Start of Block
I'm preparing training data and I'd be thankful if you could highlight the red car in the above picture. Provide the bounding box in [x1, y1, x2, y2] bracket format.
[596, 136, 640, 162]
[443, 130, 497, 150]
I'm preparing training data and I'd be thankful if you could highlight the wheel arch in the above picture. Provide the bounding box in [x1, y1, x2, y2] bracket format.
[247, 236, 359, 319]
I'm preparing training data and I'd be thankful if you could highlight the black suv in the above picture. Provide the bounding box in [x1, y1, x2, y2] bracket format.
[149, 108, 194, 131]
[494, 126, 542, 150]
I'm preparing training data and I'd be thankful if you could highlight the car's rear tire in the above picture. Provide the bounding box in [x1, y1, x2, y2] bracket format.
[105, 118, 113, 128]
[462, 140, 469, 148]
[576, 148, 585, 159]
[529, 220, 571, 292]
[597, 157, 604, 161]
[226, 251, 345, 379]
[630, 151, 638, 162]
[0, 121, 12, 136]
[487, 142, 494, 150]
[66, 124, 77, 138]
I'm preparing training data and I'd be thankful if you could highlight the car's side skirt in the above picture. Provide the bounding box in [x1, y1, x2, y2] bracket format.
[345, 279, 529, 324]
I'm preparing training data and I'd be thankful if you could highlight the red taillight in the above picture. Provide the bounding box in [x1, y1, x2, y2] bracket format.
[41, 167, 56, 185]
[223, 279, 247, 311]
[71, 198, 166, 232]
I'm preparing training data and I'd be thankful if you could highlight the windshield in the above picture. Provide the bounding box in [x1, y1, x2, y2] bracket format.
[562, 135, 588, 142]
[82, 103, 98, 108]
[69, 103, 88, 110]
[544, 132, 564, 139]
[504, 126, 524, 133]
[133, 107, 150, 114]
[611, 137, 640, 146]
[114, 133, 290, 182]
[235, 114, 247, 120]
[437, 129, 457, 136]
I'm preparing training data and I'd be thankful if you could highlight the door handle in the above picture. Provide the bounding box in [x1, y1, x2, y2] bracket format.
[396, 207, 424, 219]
End of Block
_EXERCISE AIM_
Restate word for word the lines from the one holding "highlight the door" to the end of the listing, both ends included, and nothing more.

_OUTPUT FOR THIS TASK_
I'm preparing training data and I'd be thankful if you could highlight the door handle in the above picture. Provide the bounding box in [x1, y1, x2, y2] bracket format.
[396, 207, 424, 219]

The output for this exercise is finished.